----- INPUT RECORDS -----

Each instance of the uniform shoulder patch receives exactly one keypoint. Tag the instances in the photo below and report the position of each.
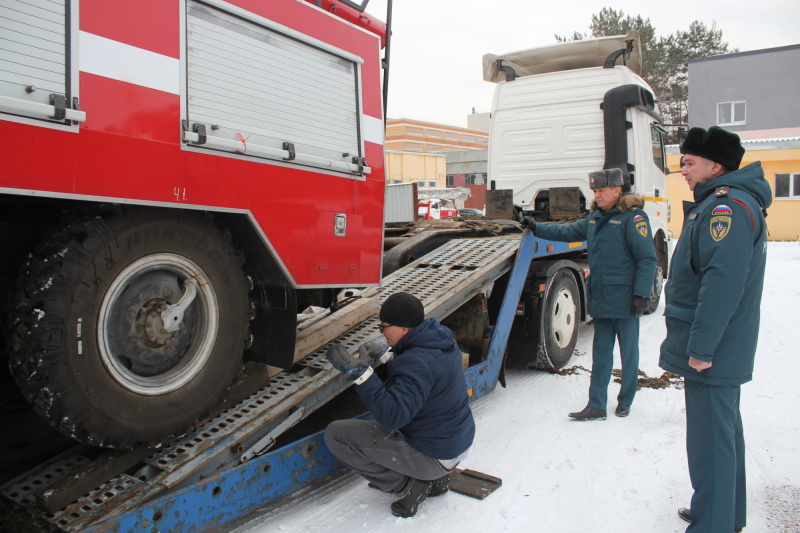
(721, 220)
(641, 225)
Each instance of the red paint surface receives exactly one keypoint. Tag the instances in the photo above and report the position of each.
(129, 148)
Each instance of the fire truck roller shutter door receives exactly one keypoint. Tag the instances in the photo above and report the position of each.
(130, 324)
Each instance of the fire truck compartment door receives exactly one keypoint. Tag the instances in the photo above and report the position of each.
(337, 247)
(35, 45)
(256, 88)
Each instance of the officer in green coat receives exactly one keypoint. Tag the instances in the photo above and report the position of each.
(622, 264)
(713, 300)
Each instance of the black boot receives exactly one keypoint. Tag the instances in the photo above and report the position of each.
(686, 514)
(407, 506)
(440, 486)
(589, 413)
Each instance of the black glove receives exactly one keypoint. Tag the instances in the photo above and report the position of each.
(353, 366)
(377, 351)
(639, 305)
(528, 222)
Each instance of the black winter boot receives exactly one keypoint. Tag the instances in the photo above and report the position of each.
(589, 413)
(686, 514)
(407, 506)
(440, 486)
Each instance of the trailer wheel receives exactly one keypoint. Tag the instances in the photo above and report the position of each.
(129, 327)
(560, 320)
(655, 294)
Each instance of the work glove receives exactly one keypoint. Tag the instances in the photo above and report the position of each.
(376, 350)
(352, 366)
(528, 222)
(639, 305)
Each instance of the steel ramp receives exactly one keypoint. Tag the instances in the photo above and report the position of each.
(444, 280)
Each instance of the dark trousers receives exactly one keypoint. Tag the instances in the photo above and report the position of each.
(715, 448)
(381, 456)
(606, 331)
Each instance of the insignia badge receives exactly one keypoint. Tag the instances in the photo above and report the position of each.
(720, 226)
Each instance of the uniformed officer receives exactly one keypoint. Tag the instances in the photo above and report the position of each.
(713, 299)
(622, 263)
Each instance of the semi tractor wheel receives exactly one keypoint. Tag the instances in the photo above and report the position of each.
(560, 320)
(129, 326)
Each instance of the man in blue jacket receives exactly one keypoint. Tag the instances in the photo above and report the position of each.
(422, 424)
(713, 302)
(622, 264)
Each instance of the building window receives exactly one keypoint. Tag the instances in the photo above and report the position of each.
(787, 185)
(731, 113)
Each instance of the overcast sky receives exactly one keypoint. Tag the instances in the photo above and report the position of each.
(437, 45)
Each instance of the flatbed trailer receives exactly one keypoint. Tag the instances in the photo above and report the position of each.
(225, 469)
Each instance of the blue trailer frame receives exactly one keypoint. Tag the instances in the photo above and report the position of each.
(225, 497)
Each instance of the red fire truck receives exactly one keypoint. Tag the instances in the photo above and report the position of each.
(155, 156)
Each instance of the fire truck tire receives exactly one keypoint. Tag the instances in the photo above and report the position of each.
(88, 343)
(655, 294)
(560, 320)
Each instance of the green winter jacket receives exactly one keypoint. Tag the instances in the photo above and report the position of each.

-----

# DIRECTIONS
Retype the listing exactly. Pictures do not belong in the copy.

# RESULT OF THE TASK
Each instance of the uniform shoulder patch receives exactly one keypoint. Tag the instances in the photo below and report the position of each.
(721, 220)
(641, 225)
Each instance of the red paint surface receives exactly one keypoint. Tag the instances in the photo above and report the position of each.
(129, 148)
Each instance of the fire truck roller shutter door receives exactly one keypoint. Tag the instances in the photo above and report the position of each.
(130, 324)
Each instance of the fire truck compartment door receives exactly one keypoint. Tag the instances in the photo above and report the position of each.
(337, 247)
(35, 45)
(256, 88)
Each instance of the officer in green coat receives exactly one keypoint. Tag the instances in the photo above and report the position of each.
(622, 264)
(713, 300)
Each instance of the black boot receives exactly one keypoint. Tag the instances in the photo above and report the position of each.
(686, 514)
(407, 506)
(440, 486)
(589, 413)
Each instance of the black glove receives exactly one keypoint. Tag the instances in the photo above and report the position of each.
(353, 366)
(377, 351)
(639, 305)
(528, 222)
Each instance of the black winter boot receives exactly one keypoint. Tag the instances in the photo above and report the position of each.
(589, 413)
(686, 514)
(407, 506)
(440, 486)
Each instance of the trailer wheel receives exactly one keypoint. Tag the instances in the photo above and report the position of each.
(129, 327)
(560, 320)
(655, 294)
Each instance of the work glove receives exactly one keypoint. Tag the instances in the photo above and report the position of each.
(376, 350)
(352, 366)
(528, 222)
(639, 305)
Each instance of the steel ramp receives exactly one keypoint. Tag the instances in the photo above and report the position of each.
(444, 280)
Each instance of the dark trousers receives exactly one keypoint. Tag the instances in the photo above and report the position of each.
(715, 448)
(381, 456)
(606, 331)
Each instance of the insignia badge receives exactly one keypoint. Tag the instances in the photo above and report the position of each.
(720, 226)
Each instance of the uniformed officer receives exactly one keypoint. Tag the instances in the photo above and report the position of each.
(713, 299)
(622, 263)
Each instance of the semi tractor wheel receives exactly one keypoint. Tag the instances in the photo above and report the position of each.
(560, 320)
(129, 326)
Each instance of the man in blue jacket receives exactly one keypoint. Tag the instances in the photo above and report the position of each.
(422, 424)
(713, 302)
(622, 264)
Each instance of the building window receives exactly one keypoint. Tag the instances in the photo above and report the position of each.
(787, 185)
(731, 113)
Each instance of the overcast sky receives exactly one keypoint. Tag the instances in the photo above and report the position of each.
(437, 45)
Each instance of the flatbed trailer receives exactly one keypoint. Tag the instances in the photo above and report the position of each.
(225, 469)
Each instance of the blue trailer frame receives exactly one keypoint. Tag the instances in the photo above and report the position of each.
(225, 497)
Each instance of the red fire truck receives exactly one keypoint. Tag the instances in the photo above and report the position of each.
(155, 156)
Each instance of the fire truck tire receives exactly one keypoint. Tag the instances in the photo above and report the position of each.
(88, 343)
(655, 294)
(560, 320)
Each instance of the green winter jacket receives exactly one keypoint. Tag the instances in the photo above and report the position of each.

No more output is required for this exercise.